Work order
Transcribe all records exactly.

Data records
------------------------------------------------

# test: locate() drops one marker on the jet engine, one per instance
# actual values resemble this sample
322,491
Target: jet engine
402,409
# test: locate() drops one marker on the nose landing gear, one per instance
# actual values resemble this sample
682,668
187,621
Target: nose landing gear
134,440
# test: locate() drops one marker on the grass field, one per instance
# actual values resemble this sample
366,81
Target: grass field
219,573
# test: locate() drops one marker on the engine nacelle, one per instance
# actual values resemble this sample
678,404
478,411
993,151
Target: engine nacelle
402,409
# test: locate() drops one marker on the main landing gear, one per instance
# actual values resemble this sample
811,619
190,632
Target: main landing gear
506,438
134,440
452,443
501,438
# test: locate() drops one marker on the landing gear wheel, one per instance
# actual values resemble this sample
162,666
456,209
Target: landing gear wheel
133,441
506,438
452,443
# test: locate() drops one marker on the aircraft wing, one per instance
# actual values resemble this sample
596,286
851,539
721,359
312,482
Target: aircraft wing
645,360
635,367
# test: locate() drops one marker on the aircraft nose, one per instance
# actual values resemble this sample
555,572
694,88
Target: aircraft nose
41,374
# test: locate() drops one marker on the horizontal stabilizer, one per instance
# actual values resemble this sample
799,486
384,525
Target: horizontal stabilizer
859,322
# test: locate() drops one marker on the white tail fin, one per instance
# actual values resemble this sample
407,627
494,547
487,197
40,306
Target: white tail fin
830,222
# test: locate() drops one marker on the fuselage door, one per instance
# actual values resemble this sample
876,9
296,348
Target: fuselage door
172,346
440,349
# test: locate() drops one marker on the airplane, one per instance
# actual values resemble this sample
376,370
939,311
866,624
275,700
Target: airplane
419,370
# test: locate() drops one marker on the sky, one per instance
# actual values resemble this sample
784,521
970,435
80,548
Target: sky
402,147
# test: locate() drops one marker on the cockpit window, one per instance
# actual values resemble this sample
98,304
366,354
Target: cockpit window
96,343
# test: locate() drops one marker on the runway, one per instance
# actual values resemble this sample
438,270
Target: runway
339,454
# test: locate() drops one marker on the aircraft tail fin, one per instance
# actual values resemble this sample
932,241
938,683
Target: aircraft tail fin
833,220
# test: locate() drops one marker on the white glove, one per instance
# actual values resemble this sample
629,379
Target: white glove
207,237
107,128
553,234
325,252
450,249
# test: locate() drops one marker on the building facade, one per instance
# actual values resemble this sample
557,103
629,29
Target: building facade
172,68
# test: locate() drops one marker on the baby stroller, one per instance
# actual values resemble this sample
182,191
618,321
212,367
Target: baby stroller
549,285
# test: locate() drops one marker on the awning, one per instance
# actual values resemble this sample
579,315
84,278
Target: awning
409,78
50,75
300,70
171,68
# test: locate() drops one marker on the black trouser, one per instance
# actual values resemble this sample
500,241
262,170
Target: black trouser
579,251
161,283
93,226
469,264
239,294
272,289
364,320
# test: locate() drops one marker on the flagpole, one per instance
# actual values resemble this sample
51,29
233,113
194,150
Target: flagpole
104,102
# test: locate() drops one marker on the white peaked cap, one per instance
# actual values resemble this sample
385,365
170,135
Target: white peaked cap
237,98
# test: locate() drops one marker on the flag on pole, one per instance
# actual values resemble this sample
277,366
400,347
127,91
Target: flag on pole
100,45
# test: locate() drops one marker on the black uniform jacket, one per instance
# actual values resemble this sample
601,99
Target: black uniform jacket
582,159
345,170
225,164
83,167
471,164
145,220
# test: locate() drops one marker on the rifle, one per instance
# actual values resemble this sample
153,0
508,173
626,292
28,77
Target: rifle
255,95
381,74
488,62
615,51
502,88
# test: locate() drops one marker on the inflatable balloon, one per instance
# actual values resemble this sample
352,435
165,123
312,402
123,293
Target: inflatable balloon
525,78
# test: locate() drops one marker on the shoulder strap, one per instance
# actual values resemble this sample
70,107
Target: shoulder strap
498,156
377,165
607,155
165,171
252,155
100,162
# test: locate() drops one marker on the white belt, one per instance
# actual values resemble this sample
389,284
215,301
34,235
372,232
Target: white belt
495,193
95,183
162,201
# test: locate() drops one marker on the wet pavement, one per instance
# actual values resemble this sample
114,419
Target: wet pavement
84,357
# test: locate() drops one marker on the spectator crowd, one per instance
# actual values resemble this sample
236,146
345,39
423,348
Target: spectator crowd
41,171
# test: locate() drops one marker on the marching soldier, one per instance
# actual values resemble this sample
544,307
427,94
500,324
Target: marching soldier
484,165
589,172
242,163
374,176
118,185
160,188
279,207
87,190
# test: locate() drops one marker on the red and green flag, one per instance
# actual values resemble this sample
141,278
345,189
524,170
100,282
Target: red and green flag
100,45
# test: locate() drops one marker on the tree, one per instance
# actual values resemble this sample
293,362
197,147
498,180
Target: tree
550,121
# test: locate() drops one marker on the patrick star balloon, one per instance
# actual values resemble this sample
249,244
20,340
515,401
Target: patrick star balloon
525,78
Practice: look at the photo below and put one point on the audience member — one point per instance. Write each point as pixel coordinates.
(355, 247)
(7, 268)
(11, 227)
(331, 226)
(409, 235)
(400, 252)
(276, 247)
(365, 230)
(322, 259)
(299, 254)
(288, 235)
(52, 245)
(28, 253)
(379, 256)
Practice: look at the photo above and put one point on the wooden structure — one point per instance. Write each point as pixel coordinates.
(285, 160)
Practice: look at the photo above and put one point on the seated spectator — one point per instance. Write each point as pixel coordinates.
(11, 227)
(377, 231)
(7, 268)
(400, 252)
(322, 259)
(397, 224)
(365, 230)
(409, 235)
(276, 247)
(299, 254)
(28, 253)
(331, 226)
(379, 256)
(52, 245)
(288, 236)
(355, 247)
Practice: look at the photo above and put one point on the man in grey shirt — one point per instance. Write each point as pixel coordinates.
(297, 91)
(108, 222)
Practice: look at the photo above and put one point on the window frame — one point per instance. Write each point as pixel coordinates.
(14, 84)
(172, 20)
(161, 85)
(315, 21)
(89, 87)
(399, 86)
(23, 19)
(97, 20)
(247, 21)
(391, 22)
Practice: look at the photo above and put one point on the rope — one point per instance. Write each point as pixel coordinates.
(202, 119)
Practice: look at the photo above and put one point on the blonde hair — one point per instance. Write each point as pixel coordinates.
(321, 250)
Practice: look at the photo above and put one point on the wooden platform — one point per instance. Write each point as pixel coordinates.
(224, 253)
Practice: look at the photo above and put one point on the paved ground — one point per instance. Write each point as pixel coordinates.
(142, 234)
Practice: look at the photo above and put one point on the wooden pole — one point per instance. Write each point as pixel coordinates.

------------------------------------------------

Result for this task
# test: locate() drops one marker on the jet engine, one per instance
# actual values resemble this sample
322,491
Target: jet engine
402,409
# test: locate() drops one marker on the nose landing gear, one per instance
# actual values resemble this sample
682,668
187,621
Target: nose landing gear
134,440
# test: locate() drops one marker on the grass field, one per instance
# actual values resemble this sample
366,81
Target: grass field
219,573
# test: locate() drops one marker on the engine nacelle, one per instance
# actual values resemble this sample
678,404
478,411
993,151
Target: engine nacelle
402,409
# test: locate() drops one marker on the main landing gear, one per instance
# actual values resemble this sample
811,619
190,632
Target: main landing gear
506,438
134,440
452,443
501,438
# test: locate() drops one marker on the landing gear wheel, one per instance
# actual values resemble this sample
162,666
456,209
Target: landing gear wheel
133,441
506,438
452,443
# test: locate() drops one marker on the aircraft wing, one per instance
# actual values resemble this sample
596,286
851,539
721,359
312,482
Target: aircraft wing
645,360
635,367
# test: locate() drops one marker on the aircraft nose, one per instance
# actual values resemble this sample
555,572
694,88
Target: aircraft nose
41,374
# test: locate() drops one marker on the horizontal stabilizer, one per instance
# actual values resemble this sample
799,486
384,525
Target: horizontal stabilizer
859,322
# test: locate() drops one marker on the white tail fin, one per instance
# actual values resemble this sample
407,627
494,547
487,197
40,306
Target: white tail fin
830,222
# test: locate() drops one marker on the fuselage door, one per instance
# actual values resemble this sample
876,9
296,348
Target: fuselage door
172,346
440,349
# test: locate() drops one marker on the airplane, one per instance
# actual values resemble this sample
376,370
939,311
866,624
275,700
Target: airplane
419,370
# test: locate() drops one marker on the sky, one per instance
# actual values resemble this sample
784,521
970,435
80,548
Target: sky
402,147
# test: locate() drops one marker on the cockpit window, one per instance
# actual values resemble this sample
98,304
366,354
Target: cockpit window
96,343
# test: locate() drops one marker on the runway, one per instance
# actual values resemble this sample
438,270
Target: runway
339,454
# test: locate() drops one marker on the aircraft tail fin, one per instance
# actual values resemble this sample
932,241
938,683
Target: aircraft tail fin
833,220
# test: locate() drops one marker on the white glove, one per instance
# actual values resemble this sample
629,379
Target: white glove
207,237
107,128
553,234
325,252
450,249
# test: locate() drops one marker on the building facade, one per instance
# actual values resemble this sample
557,103
629,29
Target: building facade
172,68
# test: locate() drops one marker on the baby stroller, one per instance
# actual values resemble this sample
182,191
618,321
212,367
Target: baby stroller
549,285
# test: locate() drops one marker on the awning, one per instance
# actual values resemble this sample
579,315
84,278
Target: awning
409,78
50,75
300,70
171,68
# test: locate() drops one marker on the black trouser, one per instance
# actual values resemble this sample
500,241
262,170
Target: black trouser
579,251
161,283
93,226
469,264
239,294
272,289
364,320
# test: locate() drops one marker on the flagpole, one per instance
# actual values resemble this sample
51,29
233,113
194,150
Target: flagpole
104,102
# test: locate() drops one marker on the white peaked cap, one per instance
# actual values resemble this sample
385,365
170,135
Target: white peaked cap
237,98
# test: locate() drops one marker on the flag on pole, one per instance
# actual values resemble this sample
277,366
400,347
127,91
Target: flag on pole
100,45
# test: locate() drops one marker on the black uniform jacket, one per instance
# actual values resemble this sample
601,99
Target: black uniform jacket
582,159
345,170
225,164
83,167
471,164
145,220
# test: locate() drops one marker on the rifle, one per instance
# actual values resemble this sample
153,0
508,173
626,292
28,77
Target: rifle
255,95
381,74
488,62
615,51
502,88
# test: locate() drops one marker on the inflatable balloon, one per instance
# actual values resemble this sample
352,435
165,123
312,402
123,293
Target: inflatable balloon
525,78
# test: locate() drops one marker on the shoulder strap, one per instance
# actual values resemble this sample
70,107
Target: shoulder strap
498,156
377,165
607,155
165,171
252,155
100,162
# test: locate() drops one marker on the white belt, one per instance
# actual values resemble this sample
389,284
215,301
34,235
372,232
Target: white belt
495,193
95,183
162,201
# test: locate() drops one marker on the wet pavement, one per instance
# actual values resemble this sample
114,419
Target: wet pavement
84,357
# test: locate() drops one marker on the spectator crowd, one per instance
# actual values resemble this sample
236,146
345,39
423,348
Target: spectator crowd
41,171
# test: locate() drops one marker on the marching soldier, one per instance
# actual values resemble this sample
544,307
427,94
500,324
Target: marching soldier
484,165
589,172
242,163
374,176
118,185
160,188
279,207
87,190
# test: locate() drops one marker on the red and green flag, one per instance
# actual values resemble this sample
141,278
345,189
524,170
100,282
Target: red and green flag
100,45
# test: locate() drops one marker on the tree, one per instance
# actual values resemble this sample
293,362
197,147
498,180
Target: tree
550,121
# test: locate() drops one marker on the patrick star balloon, one per instance
# actual values resemble this sample
249,244
20,340
515,401
Target: patrick star balloon
525,78
Practice: look at the photo below and put one point on the audience member — one point per instance. Write each point as pixel coordinates.
(355, 247)
(7, 268)
(11, 227)
(331, 226)
(409, 235)
(400, 252)
(276, 247)
(365, 230)
(322, 259)
(299, 254)
(288, 235)
(52, 245)
(28, 253)
(379, 256)
Practice: look at the photo above and put one point on the wooden structure — one point per instance. Write each point as pixel coordinates.
(285, 160)
Practice: look at the photo above and put one point on the seated spectator — one point per instance. Write each point as pixel coordinates.
(11, 227)
(377, 231)
(7, 268)
(400, 252)
(322, 259)
(397, 224)
(365, 230)
(409, 235)
(276, 247)
(299, 254)
(28, 253)
(331, 226)
(379, 256)
(52, 245)
(288, 236)
(355, 247)
Practice: look at the photo above and put one point on the man in grey shirt — one point per instance. Write each point as pixel coordinates.
(297, 91)
(108, 222)
Practice: look at the photo above and put one point on the window frame — one point per instance. Write each point as pixel coordinates.
(14, 84)
(172, 20)
(161, 85)
(315, 21)
(89, 87)
(399, 86)
(23, 19)
(97, 20)
(247, 21)
(391, 22)
Practice: look at the photo above and put one point on the rope — one point per instance. Write each point as pixel coordinates.
(202, 119)
Practice: look at the photo above and put one point on the blonde hair — one point per instance. Write each point as pixel coordinates.
(321, 250)
Practice: look at the photo above and put one point on the wooden platform — one point per instance. Write each point as pixel coordinates.
(224, 253)
Practice: look at the photo above and put one point on the paved ground — one point per instance. Write each point as pixel coordinates.
(142, 234)
Practice: look at the photo above and put one point on the wooden pole — one point per instance. Write each point as pixel coordinates.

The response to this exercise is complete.